▸ **Requirements**: Lay out the stretch from the first line of the items below through the line containing "[(172, 277), (32, 275)]", both included, as a JSON list of strings with one string per line and blank lines omitted.
==================================================
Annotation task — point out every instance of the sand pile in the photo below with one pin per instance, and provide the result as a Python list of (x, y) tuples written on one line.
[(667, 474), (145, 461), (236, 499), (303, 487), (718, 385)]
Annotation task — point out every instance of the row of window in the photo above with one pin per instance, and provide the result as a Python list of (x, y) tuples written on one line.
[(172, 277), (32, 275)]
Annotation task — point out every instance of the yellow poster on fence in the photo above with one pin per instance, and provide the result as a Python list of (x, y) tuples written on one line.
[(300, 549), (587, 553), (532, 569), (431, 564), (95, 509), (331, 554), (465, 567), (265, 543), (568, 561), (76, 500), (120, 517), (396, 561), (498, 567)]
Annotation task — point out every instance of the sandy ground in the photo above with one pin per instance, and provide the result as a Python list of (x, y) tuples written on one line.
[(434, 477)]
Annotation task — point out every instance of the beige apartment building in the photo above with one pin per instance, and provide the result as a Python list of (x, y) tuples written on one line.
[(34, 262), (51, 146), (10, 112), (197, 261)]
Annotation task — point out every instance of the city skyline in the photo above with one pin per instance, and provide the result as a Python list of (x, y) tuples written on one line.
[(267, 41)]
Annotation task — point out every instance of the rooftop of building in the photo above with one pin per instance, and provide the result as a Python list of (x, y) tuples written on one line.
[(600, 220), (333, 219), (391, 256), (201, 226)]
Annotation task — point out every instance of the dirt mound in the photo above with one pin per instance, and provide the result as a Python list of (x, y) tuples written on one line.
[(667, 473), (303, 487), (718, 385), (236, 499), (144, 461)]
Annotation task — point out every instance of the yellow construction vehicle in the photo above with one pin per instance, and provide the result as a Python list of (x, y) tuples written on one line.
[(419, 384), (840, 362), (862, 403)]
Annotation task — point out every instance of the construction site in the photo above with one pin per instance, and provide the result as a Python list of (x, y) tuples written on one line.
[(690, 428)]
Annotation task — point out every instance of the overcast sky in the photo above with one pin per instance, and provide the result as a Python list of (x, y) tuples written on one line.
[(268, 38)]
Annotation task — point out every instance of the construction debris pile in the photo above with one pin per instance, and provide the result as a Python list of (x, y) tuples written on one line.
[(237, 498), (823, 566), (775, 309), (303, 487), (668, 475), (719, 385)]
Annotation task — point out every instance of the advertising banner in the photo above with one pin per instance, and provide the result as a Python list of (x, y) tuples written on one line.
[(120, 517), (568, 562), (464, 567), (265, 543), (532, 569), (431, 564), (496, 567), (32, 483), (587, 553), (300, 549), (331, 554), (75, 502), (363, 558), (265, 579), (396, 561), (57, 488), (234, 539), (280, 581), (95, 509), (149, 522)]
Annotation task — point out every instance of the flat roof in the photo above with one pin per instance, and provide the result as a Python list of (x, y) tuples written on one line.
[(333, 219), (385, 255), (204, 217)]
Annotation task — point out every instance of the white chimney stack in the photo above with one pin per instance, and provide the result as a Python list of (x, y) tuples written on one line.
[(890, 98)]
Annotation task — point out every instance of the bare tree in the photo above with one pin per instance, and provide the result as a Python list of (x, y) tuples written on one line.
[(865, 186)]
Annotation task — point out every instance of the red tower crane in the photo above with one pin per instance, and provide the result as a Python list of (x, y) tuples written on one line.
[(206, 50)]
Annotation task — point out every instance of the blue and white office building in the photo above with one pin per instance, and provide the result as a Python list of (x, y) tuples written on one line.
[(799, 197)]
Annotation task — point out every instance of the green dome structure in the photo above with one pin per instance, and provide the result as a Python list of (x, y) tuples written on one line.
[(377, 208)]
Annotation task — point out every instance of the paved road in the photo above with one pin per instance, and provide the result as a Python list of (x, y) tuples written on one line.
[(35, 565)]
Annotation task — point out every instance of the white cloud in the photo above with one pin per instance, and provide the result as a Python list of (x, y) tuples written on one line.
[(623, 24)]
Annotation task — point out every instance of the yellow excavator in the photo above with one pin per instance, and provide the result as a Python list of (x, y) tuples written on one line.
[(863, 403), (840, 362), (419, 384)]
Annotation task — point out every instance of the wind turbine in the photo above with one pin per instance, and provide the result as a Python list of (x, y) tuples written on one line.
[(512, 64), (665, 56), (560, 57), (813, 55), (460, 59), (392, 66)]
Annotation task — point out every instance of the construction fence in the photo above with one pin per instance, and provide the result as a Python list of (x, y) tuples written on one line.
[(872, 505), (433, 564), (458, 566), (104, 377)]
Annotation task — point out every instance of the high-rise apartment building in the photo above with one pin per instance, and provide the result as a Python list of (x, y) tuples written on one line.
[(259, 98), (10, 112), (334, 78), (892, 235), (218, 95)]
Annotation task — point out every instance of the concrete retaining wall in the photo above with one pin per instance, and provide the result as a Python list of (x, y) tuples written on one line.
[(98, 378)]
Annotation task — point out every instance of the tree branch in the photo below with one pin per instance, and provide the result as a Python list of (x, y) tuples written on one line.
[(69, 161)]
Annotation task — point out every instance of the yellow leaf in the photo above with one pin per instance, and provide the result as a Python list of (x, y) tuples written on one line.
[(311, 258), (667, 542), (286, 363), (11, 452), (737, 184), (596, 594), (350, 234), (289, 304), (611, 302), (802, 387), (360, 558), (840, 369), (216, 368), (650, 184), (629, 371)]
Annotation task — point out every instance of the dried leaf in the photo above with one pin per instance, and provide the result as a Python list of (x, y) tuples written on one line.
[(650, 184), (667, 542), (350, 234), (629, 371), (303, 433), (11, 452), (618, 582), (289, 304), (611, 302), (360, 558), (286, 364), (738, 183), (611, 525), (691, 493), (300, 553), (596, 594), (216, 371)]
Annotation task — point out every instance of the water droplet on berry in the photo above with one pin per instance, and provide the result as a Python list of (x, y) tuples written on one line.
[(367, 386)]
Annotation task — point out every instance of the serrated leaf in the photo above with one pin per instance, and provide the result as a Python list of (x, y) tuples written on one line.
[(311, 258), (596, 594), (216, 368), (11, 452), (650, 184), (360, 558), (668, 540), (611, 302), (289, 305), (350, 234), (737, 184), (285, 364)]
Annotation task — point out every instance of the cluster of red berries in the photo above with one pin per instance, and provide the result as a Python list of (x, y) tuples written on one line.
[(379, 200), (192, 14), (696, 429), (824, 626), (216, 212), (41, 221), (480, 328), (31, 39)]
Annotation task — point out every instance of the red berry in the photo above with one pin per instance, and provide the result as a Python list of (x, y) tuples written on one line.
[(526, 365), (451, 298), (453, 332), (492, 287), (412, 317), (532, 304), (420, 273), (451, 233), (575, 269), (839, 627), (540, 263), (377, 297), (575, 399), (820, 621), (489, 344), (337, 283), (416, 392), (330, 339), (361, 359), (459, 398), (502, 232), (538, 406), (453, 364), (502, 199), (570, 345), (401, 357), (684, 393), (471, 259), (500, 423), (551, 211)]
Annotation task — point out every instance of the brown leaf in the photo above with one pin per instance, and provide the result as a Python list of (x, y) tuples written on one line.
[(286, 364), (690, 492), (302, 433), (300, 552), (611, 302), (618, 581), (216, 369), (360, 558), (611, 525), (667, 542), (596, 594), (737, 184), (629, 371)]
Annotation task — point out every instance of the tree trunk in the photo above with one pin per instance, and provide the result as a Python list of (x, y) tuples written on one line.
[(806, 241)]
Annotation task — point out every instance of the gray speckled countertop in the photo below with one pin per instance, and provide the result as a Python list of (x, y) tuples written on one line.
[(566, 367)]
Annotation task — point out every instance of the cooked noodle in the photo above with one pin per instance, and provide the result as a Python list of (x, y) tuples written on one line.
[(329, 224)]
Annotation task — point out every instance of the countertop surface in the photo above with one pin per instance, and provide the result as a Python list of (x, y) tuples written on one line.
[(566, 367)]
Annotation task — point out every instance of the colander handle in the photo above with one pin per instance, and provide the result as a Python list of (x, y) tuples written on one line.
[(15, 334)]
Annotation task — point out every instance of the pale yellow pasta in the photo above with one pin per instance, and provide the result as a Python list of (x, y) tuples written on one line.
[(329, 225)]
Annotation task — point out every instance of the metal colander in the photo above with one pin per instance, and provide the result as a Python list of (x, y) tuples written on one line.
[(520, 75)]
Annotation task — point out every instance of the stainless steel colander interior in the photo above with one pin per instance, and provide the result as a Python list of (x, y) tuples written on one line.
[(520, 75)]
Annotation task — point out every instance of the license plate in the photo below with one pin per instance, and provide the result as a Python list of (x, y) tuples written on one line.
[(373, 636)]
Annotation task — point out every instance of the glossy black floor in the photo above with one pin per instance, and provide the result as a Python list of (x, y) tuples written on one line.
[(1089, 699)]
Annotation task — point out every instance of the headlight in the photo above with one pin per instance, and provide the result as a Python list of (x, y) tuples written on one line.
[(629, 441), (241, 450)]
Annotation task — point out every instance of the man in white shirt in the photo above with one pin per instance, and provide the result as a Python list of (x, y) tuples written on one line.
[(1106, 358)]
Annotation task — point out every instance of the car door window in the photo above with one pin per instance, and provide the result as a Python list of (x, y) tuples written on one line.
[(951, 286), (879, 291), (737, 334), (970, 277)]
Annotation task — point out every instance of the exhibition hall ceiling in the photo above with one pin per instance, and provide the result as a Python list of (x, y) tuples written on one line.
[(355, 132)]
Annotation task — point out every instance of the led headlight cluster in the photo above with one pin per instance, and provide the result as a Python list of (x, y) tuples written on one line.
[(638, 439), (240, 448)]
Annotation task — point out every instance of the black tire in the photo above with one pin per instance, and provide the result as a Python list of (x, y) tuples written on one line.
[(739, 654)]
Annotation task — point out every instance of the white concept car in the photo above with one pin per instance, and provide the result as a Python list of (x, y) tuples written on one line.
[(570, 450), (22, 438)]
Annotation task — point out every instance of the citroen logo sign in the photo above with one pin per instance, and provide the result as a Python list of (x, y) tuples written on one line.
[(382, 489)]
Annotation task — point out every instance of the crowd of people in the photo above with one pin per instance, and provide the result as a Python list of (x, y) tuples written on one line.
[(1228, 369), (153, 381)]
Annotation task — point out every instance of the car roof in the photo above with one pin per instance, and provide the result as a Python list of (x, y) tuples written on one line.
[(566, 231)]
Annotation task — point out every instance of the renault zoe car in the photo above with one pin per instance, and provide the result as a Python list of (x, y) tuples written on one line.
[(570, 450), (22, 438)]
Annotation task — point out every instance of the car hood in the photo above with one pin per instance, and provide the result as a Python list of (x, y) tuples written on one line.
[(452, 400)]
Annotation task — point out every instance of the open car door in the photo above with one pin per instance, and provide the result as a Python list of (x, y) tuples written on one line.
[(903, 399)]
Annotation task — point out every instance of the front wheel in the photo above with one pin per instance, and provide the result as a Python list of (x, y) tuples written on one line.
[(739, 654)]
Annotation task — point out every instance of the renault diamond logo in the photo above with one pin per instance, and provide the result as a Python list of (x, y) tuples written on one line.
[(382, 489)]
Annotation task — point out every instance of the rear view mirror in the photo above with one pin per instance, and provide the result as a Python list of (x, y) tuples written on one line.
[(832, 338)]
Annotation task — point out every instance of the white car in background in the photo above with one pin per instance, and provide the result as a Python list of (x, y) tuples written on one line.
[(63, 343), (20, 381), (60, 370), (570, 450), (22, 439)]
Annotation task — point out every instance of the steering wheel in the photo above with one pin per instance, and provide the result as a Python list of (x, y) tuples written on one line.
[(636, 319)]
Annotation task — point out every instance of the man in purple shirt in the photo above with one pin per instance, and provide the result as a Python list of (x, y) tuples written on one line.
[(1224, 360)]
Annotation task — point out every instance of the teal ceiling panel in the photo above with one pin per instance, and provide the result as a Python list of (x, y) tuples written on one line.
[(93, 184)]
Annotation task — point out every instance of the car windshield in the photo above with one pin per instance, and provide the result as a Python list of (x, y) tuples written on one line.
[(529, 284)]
==================================================
▸ **Correct answer**:
[
  "Annotation task — point out every instance of the sand pile in the photo below with one pin per instance, and provide the result as a Python list of (x, y) tuples written on one line.",
  "[(667, 474), (145, 461), (236, 499), (303, 487), (718, 385)]",
  "Annotation task — point out every instance of the row of window in the photo above with one pin per instance, and provide the result as a Python list of (x, y) tuples written on one line.",
  "[(172, 277), (32, 275)]"
]